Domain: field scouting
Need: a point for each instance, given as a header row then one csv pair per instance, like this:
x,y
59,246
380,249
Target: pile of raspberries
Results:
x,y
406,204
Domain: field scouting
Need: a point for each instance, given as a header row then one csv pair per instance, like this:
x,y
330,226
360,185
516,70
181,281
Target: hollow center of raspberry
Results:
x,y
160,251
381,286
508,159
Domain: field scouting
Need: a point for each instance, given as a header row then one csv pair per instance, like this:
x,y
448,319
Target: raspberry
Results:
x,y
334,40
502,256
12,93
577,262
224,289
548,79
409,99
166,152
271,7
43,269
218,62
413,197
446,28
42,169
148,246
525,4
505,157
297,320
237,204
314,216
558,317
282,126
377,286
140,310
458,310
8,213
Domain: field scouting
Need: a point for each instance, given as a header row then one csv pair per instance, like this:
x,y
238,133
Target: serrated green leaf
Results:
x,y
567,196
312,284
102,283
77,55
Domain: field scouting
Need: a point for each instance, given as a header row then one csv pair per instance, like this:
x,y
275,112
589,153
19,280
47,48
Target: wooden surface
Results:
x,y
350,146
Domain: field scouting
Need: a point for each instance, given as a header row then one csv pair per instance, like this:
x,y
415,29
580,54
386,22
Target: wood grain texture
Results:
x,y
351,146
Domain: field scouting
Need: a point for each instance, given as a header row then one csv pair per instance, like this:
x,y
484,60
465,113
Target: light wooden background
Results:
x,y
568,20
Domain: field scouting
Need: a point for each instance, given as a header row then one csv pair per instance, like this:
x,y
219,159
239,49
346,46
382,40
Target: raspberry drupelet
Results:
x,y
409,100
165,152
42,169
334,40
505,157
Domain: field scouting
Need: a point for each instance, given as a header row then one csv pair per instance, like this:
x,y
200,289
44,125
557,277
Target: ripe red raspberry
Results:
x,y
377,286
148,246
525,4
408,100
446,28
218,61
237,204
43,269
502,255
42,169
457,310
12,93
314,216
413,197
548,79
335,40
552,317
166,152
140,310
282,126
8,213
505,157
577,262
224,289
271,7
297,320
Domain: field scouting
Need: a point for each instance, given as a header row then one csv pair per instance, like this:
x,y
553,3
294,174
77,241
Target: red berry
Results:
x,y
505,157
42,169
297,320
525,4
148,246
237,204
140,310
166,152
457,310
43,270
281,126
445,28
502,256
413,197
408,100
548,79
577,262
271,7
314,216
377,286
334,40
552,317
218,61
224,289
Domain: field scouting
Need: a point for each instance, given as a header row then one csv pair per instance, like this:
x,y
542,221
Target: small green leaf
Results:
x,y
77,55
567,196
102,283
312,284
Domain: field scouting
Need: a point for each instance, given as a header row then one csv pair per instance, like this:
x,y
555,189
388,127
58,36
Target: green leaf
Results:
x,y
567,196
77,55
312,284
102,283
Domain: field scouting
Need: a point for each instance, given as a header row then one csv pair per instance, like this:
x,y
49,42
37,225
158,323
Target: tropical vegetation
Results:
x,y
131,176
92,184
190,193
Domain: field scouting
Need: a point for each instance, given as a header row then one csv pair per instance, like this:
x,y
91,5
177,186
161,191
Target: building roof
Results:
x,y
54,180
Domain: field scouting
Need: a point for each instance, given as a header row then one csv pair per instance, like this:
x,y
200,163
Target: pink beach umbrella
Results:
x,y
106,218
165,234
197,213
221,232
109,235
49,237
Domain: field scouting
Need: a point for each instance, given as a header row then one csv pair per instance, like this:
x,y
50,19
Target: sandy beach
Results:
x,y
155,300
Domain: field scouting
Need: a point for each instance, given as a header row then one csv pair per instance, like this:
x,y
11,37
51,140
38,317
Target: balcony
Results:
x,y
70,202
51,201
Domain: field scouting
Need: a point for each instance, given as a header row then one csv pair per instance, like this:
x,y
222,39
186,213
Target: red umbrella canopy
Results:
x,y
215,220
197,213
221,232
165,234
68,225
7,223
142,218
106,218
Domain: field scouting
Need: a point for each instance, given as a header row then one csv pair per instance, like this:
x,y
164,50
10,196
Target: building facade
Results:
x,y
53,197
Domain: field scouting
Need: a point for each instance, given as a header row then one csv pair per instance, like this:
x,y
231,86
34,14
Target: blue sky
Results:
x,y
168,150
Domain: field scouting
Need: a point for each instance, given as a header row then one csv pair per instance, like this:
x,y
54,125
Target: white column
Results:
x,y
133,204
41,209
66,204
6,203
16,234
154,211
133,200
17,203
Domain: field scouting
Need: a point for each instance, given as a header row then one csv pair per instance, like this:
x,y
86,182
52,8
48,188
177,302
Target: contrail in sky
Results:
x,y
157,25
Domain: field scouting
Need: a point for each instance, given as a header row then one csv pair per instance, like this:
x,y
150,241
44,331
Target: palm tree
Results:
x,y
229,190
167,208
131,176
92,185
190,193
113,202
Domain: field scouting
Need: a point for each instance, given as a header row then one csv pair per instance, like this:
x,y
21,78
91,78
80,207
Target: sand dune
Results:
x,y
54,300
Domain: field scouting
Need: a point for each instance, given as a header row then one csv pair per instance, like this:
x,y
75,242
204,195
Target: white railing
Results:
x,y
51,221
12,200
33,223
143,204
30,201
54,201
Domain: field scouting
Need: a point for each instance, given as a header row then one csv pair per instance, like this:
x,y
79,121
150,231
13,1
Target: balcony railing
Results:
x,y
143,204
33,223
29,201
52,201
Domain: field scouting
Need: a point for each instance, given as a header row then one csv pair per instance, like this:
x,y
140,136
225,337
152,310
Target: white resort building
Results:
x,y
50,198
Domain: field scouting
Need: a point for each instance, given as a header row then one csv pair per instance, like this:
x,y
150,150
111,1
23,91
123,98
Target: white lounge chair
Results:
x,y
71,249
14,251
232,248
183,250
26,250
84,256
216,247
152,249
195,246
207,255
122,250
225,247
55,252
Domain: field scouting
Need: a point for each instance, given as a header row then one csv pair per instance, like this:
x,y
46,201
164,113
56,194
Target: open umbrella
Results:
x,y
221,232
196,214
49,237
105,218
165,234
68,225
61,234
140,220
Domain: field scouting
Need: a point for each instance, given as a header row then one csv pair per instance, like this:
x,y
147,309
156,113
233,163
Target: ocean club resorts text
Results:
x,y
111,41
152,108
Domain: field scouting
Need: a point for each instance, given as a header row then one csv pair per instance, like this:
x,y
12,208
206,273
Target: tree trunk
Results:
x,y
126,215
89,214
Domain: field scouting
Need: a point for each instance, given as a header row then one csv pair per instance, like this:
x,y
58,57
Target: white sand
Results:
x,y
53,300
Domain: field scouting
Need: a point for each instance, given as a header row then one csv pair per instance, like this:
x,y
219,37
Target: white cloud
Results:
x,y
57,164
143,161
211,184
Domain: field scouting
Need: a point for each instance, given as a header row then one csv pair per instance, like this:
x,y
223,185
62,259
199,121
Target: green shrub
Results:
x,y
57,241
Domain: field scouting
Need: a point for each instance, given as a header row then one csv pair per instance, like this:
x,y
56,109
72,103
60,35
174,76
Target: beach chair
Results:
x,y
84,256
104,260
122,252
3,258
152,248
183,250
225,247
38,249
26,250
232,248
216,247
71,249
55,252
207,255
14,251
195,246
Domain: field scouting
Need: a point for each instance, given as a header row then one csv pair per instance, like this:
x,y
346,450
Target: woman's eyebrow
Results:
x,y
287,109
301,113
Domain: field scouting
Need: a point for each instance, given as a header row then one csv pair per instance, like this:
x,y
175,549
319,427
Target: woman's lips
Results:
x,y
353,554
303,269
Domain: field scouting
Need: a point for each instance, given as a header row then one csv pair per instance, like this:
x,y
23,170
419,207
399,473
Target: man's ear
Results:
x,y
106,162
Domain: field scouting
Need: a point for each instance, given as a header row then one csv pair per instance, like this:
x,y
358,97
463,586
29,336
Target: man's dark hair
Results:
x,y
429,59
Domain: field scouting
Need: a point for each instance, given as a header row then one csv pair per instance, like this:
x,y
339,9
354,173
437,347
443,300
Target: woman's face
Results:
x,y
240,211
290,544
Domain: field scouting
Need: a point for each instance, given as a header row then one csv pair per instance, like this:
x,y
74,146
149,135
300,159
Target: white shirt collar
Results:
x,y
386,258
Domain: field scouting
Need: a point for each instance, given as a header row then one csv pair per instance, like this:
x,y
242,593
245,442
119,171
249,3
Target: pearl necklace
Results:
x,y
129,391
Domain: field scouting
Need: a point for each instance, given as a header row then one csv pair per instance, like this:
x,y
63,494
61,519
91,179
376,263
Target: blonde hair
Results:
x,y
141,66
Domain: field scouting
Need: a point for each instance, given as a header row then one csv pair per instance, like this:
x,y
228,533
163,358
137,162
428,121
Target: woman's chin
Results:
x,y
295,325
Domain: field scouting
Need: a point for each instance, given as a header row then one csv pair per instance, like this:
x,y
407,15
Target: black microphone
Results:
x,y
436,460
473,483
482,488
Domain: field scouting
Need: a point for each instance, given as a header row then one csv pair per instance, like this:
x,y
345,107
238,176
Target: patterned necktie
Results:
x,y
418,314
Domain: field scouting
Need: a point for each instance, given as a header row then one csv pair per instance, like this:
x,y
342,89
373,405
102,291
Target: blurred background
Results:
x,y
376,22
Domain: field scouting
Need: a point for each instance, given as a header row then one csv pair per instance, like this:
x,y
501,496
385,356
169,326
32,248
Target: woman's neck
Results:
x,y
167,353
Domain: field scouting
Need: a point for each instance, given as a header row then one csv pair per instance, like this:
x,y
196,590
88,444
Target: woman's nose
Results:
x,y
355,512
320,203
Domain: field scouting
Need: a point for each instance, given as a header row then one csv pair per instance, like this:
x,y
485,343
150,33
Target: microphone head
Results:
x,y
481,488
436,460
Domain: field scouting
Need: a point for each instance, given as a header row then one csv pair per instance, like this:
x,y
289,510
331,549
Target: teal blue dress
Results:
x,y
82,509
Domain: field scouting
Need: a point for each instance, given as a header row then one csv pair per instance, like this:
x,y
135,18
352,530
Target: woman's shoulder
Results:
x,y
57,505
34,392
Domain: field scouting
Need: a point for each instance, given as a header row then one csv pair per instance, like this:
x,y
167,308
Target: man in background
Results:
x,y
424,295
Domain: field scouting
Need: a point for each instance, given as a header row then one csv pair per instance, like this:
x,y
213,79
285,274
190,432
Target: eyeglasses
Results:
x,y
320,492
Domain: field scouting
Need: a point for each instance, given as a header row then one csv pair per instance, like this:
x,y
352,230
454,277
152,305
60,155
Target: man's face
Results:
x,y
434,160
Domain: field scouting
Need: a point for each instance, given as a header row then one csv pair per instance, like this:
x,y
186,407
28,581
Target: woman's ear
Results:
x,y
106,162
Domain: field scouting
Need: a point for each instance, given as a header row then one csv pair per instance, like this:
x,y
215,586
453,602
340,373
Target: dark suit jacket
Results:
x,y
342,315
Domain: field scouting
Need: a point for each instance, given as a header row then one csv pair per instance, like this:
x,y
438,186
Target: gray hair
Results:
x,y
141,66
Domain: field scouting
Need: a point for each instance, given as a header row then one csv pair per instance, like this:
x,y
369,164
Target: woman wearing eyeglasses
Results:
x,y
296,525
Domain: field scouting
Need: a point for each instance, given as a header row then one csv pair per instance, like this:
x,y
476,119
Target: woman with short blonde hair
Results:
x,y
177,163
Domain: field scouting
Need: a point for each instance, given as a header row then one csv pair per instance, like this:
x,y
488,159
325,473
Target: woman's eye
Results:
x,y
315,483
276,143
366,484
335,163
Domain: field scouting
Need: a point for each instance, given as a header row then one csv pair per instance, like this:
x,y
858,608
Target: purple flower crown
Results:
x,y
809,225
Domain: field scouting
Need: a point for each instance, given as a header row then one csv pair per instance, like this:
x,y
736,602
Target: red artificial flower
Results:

· · · ·

- [Work item]
State how many lines in the entries hold "railing", please, with no other words.

- [Problem solution]
2